SUPPLIED TEXT:
========================================

Advancement of tourism in a developing country primarily depends on the natural beauty and manmade infrastructure. The tourism infrastructural settings are public goods available to the public at large. The settings are facilitating and adding values to the socio-economic lives of the entire society by making an ease in the mobility of factors of production as well as supply and delivery of goods and services around the country.

Infrastructure development projects increase the mobility of people to and from the project sites and adjacent areas as well. There are flows of people all over the country from around the world in relation to the projects. The people are not only moving physically but they are moving their cultural configuration and value preference along with them. The culture of an individual cannot be isolated from him or her that is why wherever the person goes his or her culture is following. The visitors need services based on the project specifications and/or their personal interests. A well alignment of cultural configuration, infrastructural acceleration, and services composition is necessary in order to develop tourism in a developing country.

Cultural configuration consists of an individual's entire patterns of spending time in his or her life. Some individuals are quite smart in balancing their professional life and personal life as well, but some are unable to do so. Some are rigid in their cultural preference and some are quite liberal too. An individual looking quite liberal in one cultural setting may be too rigid in another cultural setting. There are culture specific compelling commitments of every professional in every part of the society. Comfortable cultural configuration within diversification contributes in the endeavor of maintaining harmony among the personnel involved in infrastructure development projects.

Tourism is one major contributor in the economy of the developing countries like Nepal. The countries are underdeveloped and they need substantial amount of resources for their infrastructure development. Poor infrastructure cannot help to make the industries competitive in global market. When developing countries put their high priority on tourism development, integrate their strategy of tourism development with the alignment of cultural configuration, infrastructural acceleration, and service composition than there is possibility of sustainable economic development.

Advancement in tourism begins with the development of infrastructure as well as service marketing. There is strong interdependence between economic development and infrastructure development in an economy. A well-established infrastructure is fueling in the economic activities by providing ample avenues for socio-economic activities. It increases actors' confidence level and also makes the supply chain as well as value delivery chain reliably efficient at one part and helps in mitigation of operational risks on the other part.

========================================

DATASET ROWS:
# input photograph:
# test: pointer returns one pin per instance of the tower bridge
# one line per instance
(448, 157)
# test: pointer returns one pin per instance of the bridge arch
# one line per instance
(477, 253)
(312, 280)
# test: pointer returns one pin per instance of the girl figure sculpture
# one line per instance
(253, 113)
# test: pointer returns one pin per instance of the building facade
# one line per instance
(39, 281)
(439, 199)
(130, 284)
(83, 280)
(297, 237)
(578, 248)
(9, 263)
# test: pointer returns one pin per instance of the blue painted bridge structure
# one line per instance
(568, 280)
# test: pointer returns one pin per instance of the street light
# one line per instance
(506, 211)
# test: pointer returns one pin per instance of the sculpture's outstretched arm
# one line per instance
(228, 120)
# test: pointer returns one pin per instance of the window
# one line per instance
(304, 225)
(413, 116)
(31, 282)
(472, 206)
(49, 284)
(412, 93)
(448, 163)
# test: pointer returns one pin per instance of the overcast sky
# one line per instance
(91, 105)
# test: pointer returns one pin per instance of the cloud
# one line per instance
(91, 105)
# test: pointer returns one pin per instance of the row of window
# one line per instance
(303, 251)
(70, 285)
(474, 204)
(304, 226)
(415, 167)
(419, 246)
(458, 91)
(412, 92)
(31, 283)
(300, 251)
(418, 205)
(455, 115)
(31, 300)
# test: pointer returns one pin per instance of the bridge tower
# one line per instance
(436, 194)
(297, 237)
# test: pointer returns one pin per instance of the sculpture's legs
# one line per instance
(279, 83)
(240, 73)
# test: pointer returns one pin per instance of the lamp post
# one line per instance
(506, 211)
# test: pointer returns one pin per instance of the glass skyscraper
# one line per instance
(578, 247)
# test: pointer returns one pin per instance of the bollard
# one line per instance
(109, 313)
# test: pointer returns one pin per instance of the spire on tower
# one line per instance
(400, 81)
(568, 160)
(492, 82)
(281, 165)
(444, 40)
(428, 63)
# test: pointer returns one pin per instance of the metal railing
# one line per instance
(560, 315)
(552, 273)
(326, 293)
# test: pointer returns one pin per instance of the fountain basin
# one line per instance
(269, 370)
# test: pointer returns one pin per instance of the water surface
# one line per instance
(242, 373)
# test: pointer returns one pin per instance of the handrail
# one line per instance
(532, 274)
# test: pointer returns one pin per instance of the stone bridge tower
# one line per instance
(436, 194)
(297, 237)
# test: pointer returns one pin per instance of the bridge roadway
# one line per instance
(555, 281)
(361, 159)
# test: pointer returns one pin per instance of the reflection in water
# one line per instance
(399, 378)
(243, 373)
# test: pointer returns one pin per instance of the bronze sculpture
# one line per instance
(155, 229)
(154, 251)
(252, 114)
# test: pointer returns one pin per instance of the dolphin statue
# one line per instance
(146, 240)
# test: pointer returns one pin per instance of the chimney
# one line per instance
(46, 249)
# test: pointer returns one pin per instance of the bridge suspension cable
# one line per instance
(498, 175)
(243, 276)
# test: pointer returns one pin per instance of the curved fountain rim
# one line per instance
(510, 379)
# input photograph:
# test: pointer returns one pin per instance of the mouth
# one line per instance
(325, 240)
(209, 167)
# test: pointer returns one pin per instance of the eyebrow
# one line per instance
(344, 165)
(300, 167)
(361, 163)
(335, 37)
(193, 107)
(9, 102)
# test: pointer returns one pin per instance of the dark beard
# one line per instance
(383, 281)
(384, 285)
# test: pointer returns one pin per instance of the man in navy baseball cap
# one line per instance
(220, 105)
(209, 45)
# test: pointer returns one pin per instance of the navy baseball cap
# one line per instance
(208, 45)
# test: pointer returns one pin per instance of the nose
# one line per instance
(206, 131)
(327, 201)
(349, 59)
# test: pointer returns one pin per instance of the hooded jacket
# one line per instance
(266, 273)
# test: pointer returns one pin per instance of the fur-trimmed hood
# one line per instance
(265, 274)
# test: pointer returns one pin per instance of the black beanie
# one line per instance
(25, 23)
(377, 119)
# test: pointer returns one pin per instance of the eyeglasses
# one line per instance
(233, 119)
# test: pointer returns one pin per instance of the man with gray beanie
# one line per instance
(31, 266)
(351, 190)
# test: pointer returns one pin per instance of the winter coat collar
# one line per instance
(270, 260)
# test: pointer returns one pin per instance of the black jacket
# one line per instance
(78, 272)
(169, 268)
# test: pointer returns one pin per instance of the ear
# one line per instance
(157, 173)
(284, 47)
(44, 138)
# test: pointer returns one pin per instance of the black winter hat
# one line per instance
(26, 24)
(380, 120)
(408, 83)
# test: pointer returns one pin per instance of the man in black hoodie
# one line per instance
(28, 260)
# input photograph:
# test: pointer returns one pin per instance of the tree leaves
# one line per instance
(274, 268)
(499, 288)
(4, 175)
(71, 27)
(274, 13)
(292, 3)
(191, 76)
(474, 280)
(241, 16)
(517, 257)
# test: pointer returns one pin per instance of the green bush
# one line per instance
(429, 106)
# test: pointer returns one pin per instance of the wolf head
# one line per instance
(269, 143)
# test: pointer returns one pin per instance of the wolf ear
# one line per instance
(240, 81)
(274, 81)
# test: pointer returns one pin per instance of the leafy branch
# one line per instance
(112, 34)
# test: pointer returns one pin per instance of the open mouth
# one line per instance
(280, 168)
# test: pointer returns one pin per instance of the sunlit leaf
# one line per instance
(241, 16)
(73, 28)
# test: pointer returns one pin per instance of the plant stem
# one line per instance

========================================

WORK REQUIRED:
Go on with the passage on tourism and infrastructure in developing countries, starting after its final sentence. None of the data is needed for the work here.

EXERCISE RESPONSE:
1.1. Tourism Infrastructure

Tourism infrastructure consists of the natural as well as manmade structural settings. The natural setting refers the geographic beauty and its climatic environment whereas manmade setting refers the availability of physical, operational, socio-cultural, and economic infrastructures in the country.

The Himalayas, mountains, picks, valleys, rivers, rivulets, flora and fauna as well as the flat land, lakes, lagoons, seas and oceans including the wildlife and sealife are natural things and beauties of a country. The climatic environment indicates the weather conditions and seasonal variations that are making the movement of people (un)comfortable as well.

The manmade structural settings refer the physical infrastructure like roads and corridors, ports and airports, buildings and bridges, canals and tunnels, transmission lines and networks. Economic infrastructure covers the fiscal and monetary institutions and systems like money market, capital market, commodity market as well as banking and financial institutions. The operational infrastructures include the systems and procedures concerning transportation, accommodation, healthcare, information and communication, entertainment, security and so on. The socio-cultural infrastructure refers the religions, cultural configurations, beliefs, norms, and values inherited in the country.

Tourism infrastructure, therefore, is the totality of structural settings and systems that are facilitating the tourism regulators, service providers and the services recipients- the tourists. An integration of the national tourism policies and strategies with the structural settings is necessary for the development of tourism in developing countries.